> ZITIERTER TEXT
06.08.2013 – Kategorie: Branchen, Hardware & IT
Anlagenplanung: Auf einer Linie
DIGITAL ENGINEERING Magazin (DEM): Im vergangenen Jahr haben Bentley und Siemens eine Zusammenarbeit vereinbart, was die Lösungen für die diskrete Fertigungsindustrie betrifft. Was wurde hier bisher erreicht?
Carsten Gerke: Wir haben auf der PLM-Seite die Integration von Teamcenter und Projectwise vorangetrieben und den Datenaustausch mit JT optimiert. Der Workflow umfasst die Produkte, die von Siemens eingebracht wurden, wie Teamcenter und Tecnomatix und die Bentley-Lösungen, die zum Beispiel in der Hallenplanung verwendet werden. Jetzt folgen in einem zweiten Schritt die Anwendungen für die Prozessindustrie. Wir sind da schon ganz gut und schnell ins Laufen gekommen.

> AUFGABEN
1. Nenne alle Namen von Unternehmen, Softwareprodukten und Datenformaten, die im Interview zur Anlagenplanung vorkommen, jeden nur einmal.
2. Gib aus dem Interview zur Anlagenplanung die Stelle zwischen „06.08.2013 – Kategorie: Branchen, Hardware“ und „hier bisher erreicht?“ einschließlich wortgetreu zurück.

> ENTNOMMENES MATERIAL
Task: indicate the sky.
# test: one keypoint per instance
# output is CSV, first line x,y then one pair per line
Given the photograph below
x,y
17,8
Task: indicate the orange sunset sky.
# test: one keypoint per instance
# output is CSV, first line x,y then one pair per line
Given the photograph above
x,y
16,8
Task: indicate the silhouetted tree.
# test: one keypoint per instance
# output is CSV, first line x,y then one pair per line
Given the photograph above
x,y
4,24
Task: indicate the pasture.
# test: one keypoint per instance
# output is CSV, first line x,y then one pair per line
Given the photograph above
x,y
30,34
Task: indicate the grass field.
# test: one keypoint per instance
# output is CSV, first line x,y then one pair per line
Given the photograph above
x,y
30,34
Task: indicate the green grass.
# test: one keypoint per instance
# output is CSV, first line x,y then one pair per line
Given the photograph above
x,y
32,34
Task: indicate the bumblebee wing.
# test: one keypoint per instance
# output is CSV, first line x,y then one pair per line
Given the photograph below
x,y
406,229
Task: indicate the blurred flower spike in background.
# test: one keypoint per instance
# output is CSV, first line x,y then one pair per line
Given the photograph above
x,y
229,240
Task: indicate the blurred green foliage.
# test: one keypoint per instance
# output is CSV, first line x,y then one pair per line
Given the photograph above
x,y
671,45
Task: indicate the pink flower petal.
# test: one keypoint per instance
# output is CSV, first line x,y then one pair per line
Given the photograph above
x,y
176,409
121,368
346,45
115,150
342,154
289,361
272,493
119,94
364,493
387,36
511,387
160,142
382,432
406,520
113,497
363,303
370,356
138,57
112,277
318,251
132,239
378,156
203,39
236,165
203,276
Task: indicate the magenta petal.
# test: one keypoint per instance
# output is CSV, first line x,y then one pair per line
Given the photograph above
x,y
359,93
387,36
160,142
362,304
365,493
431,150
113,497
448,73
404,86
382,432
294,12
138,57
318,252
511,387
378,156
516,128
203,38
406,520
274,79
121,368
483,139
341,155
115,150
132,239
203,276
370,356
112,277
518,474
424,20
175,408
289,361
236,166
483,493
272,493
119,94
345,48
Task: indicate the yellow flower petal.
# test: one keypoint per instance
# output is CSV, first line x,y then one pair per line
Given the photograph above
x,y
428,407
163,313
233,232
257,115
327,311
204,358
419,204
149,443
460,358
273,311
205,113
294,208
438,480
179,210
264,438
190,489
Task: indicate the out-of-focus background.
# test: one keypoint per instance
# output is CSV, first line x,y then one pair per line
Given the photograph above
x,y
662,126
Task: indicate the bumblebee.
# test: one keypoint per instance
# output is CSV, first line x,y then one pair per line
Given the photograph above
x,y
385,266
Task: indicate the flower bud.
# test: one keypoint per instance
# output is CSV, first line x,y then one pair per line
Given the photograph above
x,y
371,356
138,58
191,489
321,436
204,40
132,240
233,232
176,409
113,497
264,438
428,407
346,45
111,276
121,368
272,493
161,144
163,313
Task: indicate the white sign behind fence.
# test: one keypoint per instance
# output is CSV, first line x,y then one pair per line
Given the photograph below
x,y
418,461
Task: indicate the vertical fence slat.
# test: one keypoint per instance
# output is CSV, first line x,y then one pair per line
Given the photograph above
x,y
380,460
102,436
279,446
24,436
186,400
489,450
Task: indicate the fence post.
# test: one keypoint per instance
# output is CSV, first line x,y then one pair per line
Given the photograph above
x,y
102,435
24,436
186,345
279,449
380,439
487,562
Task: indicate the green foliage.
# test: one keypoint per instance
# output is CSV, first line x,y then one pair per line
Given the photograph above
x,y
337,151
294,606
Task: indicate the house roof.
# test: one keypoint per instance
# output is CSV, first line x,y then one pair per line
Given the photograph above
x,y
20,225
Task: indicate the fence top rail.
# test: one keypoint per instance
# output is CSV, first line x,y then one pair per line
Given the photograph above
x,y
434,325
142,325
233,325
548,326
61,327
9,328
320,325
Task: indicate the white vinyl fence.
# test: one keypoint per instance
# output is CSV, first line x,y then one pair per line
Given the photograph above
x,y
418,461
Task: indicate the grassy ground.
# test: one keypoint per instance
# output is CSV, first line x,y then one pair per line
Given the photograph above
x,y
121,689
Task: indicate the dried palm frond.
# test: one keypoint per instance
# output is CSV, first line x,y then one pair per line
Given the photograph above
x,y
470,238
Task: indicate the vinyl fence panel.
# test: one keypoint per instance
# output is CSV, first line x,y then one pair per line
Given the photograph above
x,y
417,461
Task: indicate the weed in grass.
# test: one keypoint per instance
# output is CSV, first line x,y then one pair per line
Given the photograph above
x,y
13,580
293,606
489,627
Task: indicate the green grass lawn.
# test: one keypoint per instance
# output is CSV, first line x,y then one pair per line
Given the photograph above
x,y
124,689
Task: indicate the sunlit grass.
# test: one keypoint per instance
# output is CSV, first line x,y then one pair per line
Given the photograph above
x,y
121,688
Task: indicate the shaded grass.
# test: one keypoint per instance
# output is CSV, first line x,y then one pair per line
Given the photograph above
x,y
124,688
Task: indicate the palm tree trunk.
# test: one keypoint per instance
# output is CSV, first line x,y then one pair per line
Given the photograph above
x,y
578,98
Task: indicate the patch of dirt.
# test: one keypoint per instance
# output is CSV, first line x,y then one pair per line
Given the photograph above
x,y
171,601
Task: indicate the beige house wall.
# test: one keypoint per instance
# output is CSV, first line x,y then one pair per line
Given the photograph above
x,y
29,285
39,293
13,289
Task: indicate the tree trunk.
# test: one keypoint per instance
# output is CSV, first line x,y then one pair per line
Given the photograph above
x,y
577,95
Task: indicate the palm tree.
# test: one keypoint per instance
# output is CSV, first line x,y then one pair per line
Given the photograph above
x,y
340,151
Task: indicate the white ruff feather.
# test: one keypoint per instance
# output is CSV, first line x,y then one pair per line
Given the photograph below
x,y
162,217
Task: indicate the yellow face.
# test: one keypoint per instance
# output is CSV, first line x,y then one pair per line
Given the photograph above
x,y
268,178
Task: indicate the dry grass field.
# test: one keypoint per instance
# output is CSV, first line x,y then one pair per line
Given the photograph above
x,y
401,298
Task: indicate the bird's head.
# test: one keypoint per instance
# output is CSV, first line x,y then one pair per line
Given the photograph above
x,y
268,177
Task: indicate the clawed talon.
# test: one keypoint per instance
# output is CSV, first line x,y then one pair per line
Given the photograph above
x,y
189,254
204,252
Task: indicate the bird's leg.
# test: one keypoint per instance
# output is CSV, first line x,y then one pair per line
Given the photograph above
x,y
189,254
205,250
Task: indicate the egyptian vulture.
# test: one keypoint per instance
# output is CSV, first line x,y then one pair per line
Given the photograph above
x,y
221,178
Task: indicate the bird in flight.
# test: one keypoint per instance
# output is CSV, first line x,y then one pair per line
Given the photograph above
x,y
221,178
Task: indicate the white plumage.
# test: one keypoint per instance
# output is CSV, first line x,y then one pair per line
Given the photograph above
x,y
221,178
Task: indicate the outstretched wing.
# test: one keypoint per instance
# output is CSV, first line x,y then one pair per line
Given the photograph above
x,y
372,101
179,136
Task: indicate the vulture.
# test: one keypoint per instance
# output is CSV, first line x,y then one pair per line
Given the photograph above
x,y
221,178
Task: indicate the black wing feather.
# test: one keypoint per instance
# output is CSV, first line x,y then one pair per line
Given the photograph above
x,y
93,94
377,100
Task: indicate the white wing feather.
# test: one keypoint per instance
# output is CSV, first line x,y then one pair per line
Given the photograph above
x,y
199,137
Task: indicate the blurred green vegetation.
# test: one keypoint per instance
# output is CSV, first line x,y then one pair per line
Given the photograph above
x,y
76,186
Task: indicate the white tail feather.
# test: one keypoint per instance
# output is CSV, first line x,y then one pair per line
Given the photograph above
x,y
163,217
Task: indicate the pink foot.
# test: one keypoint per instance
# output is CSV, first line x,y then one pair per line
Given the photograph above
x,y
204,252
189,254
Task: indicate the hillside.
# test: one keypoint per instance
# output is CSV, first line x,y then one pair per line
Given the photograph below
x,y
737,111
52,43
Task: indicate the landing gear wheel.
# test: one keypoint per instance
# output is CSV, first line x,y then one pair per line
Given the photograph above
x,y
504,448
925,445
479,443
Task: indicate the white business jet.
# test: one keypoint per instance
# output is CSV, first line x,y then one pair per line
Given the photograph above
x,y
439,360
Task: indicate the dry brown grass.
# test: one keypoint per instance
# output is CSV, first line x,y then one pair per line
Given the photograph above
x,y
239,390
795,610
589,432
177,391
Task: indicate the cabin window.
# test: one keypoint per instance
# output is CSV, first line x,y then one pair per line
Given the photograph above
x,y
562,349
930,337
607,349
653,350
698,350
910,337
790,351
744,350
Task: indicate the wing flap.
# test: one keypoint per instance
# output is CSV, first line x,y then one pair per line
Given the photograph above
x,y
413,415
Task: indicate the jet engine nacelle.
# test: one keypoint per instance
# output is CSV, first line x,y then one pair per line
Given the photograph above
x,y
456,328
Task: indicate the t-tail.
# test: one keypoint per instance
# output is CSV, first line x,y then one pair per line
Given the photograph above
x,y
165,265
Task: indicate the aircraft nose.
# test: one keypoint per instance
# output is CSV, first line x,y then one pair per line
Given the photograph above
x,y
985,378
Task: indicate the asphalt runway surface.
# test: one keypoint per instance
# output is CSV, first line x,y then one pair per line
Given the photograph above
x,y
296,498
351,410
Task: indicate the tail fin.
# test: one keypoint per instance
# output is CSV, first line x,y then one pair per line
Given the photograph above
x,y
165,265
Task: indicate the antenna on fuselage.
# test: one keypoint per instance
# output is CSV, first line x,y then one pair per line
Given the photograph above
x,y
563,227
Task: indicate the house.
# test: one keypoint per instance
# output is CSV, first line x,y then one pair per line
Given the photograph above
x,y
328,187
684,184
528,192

> LÖSUNGEN
1. Bentley, Siemens, Teamcenter, Projectwise, JT, Tecnomatix

2.
06.08.2013 – Kategorie: Branchen, Hardware & IT
Anlagenplanung: Auf einer Linie
DIGITAL ENGINEERING Magazin (DEM): Im vergangenen Jahr haben Bentley und Siemens eine Zusammenarbeit vereinbart, was die Lösungen für die diskrete Fertigungsindustrie betrifft. Was wurde hier bisher erreicht?